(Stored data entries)

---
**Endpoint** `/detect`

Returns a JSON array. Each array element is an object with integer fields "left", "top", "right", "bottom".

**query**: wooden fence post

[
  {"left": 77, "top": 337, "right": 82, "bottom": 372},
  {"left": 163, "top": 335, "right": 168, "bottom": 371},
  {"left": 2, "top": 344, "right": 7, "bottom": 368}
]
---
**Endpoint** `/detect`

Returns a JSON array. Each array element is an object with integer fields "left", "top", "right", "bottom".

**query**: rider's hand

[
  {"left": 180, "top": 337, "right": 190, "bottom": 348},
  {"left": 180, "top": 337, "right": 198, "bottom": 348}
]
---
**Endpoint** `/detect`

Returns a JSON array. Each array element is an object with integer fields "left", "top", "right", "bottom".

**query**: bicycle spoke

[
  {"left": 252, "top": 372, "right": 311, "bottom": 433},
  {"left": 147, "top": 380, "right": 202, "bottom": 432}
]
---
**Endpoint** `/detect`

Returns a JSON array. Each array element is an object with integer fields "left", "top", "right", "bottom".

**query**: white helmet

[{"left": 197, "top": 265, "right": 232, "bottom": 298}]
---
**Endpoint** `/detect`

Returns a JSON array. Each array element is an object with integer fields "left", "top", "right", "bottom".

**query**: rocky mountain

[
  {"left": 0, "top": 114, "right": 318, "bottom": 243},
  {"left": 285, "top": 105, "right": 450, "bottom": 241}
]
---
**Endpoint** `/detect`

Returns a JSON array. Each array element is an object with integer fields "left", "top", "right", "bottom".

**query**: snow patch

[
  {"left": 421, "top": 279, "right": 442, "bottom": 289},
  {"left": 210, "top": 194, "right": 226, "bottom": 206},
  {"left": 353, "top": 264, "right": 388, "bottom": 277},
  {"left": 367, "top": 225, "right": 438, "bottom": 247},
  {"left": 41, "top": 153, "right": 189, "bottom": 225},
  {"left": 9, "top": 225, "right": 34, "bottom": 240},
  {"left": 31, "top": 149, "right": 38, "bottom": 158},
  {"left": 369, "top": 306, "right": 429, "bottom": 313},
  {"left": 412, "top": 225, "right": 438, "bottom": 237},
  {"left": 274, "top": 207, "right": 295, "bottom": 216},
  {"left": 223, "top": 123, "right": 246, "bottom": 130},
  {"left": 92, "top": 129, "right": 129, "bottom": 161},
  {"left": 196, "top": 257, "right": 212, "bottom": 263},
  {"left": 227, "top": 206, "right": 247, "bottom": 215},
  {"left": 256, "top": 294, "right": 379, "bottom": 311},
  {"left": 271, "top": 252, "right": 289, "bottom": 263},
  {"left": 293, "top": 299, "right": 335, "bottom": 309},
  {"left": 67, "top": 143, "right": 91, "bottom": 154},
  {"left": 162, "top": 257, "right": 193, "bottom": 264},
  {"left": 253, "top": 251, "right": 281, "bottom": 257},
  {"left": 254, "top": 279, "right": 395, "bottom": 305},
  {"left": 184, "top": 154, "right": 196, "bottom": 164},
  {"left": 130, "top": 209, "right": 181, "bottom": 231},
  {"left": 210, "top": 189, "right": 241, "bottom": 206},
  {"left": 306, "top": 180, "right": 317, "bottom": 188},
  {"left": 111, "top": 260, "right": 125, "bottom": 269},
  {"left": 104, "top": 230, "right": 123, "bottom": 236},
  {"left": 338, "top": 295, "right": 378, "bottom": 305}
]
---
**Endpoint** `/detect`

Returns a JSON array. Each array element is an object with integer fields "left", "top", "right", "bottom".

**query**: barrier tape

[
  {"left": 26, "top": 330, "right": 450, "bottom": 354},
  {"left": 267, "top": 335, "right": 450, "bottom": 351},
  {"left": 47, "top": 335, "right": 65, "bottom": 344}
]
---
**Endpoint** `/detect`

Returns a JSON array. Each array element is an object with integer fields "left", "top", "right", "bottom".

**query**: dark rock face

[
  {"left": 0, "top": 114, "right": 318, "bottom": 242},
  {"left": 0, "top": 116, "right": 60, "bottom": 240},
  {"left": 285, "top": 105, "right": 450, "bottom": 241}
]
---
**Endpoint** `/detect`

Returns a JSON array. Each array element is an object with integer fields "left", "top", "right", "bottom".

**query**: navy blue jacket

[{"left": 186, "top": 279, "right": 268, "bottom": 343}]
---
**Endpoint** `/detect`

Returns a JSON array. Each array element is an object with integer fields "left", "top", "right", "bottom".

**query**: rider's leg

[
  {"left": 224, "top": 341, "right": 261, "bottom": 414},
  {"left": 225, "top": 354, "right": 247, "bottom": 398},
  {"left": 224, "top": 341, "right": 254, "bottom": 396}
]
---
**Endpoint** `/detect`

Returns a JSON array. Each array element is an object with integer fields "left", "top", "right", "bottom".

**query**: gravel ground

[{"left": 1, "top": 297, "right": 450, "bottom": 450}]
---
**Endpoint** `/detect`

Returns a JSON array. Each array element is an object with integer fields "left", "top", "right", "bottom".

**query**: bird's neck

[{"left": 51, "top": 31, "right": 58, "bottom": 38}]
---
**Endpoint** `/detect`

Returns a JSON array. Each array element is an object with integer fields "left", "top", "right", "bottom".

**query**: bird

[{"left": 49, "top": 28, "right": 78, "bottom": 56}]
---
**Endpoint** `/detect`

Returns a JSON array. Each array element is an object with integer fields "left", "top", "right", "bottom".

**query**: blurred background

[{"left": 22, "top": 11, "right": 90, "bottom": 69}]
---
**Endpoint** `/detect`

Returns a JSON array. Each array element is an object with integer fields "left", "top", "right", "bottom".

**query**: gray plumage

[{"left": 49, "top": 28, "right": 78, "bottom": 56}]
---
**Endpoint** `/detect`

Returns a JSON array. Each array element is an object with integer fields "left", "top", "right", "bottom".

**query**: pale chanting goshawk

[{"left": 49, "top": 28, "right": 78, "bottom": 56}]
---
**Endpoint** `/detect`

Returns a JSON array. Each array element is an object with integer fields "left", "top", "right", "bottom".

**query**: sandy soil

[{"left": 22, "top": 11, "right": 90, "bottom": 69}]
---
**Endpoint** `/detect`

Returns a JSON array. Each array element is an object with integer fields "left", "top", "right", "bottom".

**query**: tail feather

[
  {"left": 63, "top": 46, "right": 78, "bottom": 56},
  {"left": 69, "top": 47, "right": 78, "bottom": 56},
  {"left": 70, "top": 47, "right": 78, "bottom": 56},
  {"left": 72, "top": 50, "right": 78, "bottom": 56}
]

### WORK INSTRUCTIONS
Each of the records shown above needs to be repeated exactly.

### ANSWER SECTION
---
**Endpoint** `/detect`

Returns a JSON array. Each array element is an object with integer fields "left", "top", "right", "bottom".

**query**: wooden fence post

[
  {"left": 77, "top": 337, "right": 82, "bottom": 372},
  {"left": 163, "top": 335, "right": 168, "bottom": 371},
  {"left": 2, "top": 344, "right": 7, "bottom": 368}
]
---
**Endpoint** `/detect`

Returns a JSON array. Each array element is an object with integer fields "left", "top", "right", "bottom".

**query**: rider's hand

[
  {"left": 180, "top": 337, "right": 190, "bottom": 348},
  {"left": 180, "top": 337, "right": 198, "bottom": 348}
]
---
**Endpoint** `/detect`

Returns a JSON array. Each array element is an object with integer fields "left", "top", "right", "bottom".

**query**: bicycle spoke

[
  {"left": 252, "top": 372, "right": 311, "bottom": 433},
  {"left": 147, "top": 380, "right": 202, "bottom": 432}
]
---
**Endpoint** `/detect`

Returns a JSON array. Each array element is an object with integer fields "left", "top", "right", "bottom".

**query**: white helmet

[{"left": 197, "top": 265, "right": 232, "bottom": 298}]
---
**Endpoint** `/detect`

Returns a JSON array. Each array element is an object with integer fields "left", "top", "right", "bottom".

**query**: rocky mountain

[
  {"left": 0, "top": 114, "right": 318, "bottom": 243},
  {"left": 285, "top": 105, "right": 450, "bottom": 241}
]
---
**Endpoint** `/detect`

Returns a JSON array. Each array element is an object with integer fields "left", "top", "right", "bottom".

**query**: snow patch

[
  {"left": 421, "top": 279, "right": 442, "bottom": 289},
  {"left": 210, "top": 194, "right": 226, "bottom": 206},
  {"left": 353, "top": 264, "right": 388, "bottom": 277},
  {"left": 367, "top": 225, "right": 438, "bottom": 247},
  {"left": 41, "top": 153, "right": 189, "bottom": 225},
  {"left": 9, "top": 225, "right": 34, "bottom": 240},
  {"left": 31, "top": 149, "right": 38, "bottom": 158},
  {"left": 369, "top": 306, "right": 429, "bottom": 313},
  {"left": 412, "top": 225, "right": 438, "bottom": 237},
  {"left": 274, "top": 207, "right": 295, "bottom": 216},
  {"left": 223, "top": 123, "right": 246, "bottom": 130},
  {"left": 92, "top": 129, "right": 129, "bottom": 161},
  {"left": 196, "top": 257, "right": 212, "bottom": 263},
  {"left": 227, "top": 206, "right": 247, "bottom": 215},
  {"left": 256, "top": 294, "right": 379, "bottom": 311},
  {"left": 271, "top": 252, "right": 289, "bottom": 263},
  {"left": 293, "top": 299, "right": 335, "bottom": 309},
  {"left": 67, "top": 143, "right": 91, "bottom": 154},
  {"left": 162, "top": 257, "right": 193, "bottom": 264},
  {"left": 253, "top": 251, "right": 281, "bottom": 257},
  {"left": 254, "top": 279, "right": 395, "bottom": 305},
  {"left": 184, "top": 154, "right": 196, "bottom": 164},
  {"left": 130, "top": 209, "right": 181, "bottom": 231},
  {"left": 210, "top": 189, "right": 241, "bottom": 206},
  {"left": 306, "top": 180, "right": 317, "bottom": 188},
  {"left": 111, "top": 260, "right": 125, "bottom": 269},
  {"left": 104, "top": 230, "right": 123, "bottom": 236},
  {"left": 338, "top": 295, "right": 378, "bottom": 305}
]
---
**Endpoint** `/detect`

Returns a JSON array. Each array element is an object with integer fields "left", "top", "right", "bottom".

**query**: barrier tape

[
  {"left": 26, "top": 330, "right": 450, "bottom": 354},
  {"left": 267, "top": 335, "right": 450, "bottom": 351},
  {"left": 47, "top": 335, "right": 65, "bottom": 344}
]
---
**Endpoint** `/detect`

Returns a JSON array. Each array element is an object with integer fields "left", "top", "right", "bottom".

**query**: dark rock face

[
  {"left": 0, "top": 114, "right": 318, "bottom": 242},
  {"left": 0, "top": 116, "right": 60, "bottom": 240},
  {"left": 285, "top": 105, "right": 450, "bottom": 241}
]
---
**Endpoint** `/detect`

Returns a JSON array. Each array element is an object with integer fields "left", "top", "right", "bottom".

**query**: navy blue jacket

[{"left": 186, "top": 279, "right": 268, "bottom": 343}]
---
**Endpoint** `/detect`

Returns a JSON array. Each array element is an object with integer fields "left", "top", "right", "bottom".

**query**: rider's leg

[
  {"left": 224, "top": 341, "right": 261, "bottom": 414},
  {"left": 225, "top": 354, "right": 247, "bottom": 398},
  {"left": 224, "top": 341, "right": 254, "bottom": 396}
]
---
**Endpoint** `/detect`

Returns a JSON array. Each array element is an object with integer fields "left", "top", "right", "bottom".

**query**: gravel ground

[{"left": 1, "top": 297, "right": 450, "bottom": 450}]
---
**Endpoint** `/detect`

Returns a JSON array. Each array element is an object with integer fields "left", "top", "right", "bottom".

**query**: bird's neck

[{"left": 51, "top": 31, "right": 58, "bottom": 38}]
---
**Endpoint** `/detect`

Returns a JSON array. Each array element is an object with integer fields "left", "top", "right", "bottom".

**query**: bird

[{"left": 49, "top": 28, "right": 78, "bottom": 56}]
---
**Endpoint** `/detect`

Returns a JSON array. Each array element is an object with integer fields "left", "top", "right", "bottom".

**query**: blurred background

[{"left": 22, "top": 11, "right": 90, "bottom": 69}]
---
**Endpoint** `/detect`

Returns a JSON array. Each array element is an object with integer fields "left", "top", "right", "bottom".

**query**: gray plumage

[{"left": 49, "top": 28, "right": 78, "bottom": 56}]
---
**Endpoint** `/detect`

Returns a JSON array. Each array element is an object with integer fields "left", "top", "right", "bottom".

**query**: pale chanting goshawk

[{"left": 49, "top": 28, "right": 78, "bottom": 56}]
---
**Endpoint** `/detect`

Returns a JSON array. Each array element is an object with integer fields "left", "top", "right", "bottom".

**query**: sandy soil

[{"left": 22, "top": 11, "right": 90, "bottom": 69}]
---
**Endpoint** `/detect`

Returns a JSON array. Each array element is an object with integer fields "left", "top", "right", "bottom".

**query**: tail feather

[
  {"left": 63, "top": 46, "right": 78, "bottom": 56},
  {"left": 69, "top": 47, "right": 78, "bottom": 56},
  {"left": 70, "top": 47, "right": 78, "bottom": 56},
  {"left": 72, "top": 50, "right": 78, "bottom": 56}
]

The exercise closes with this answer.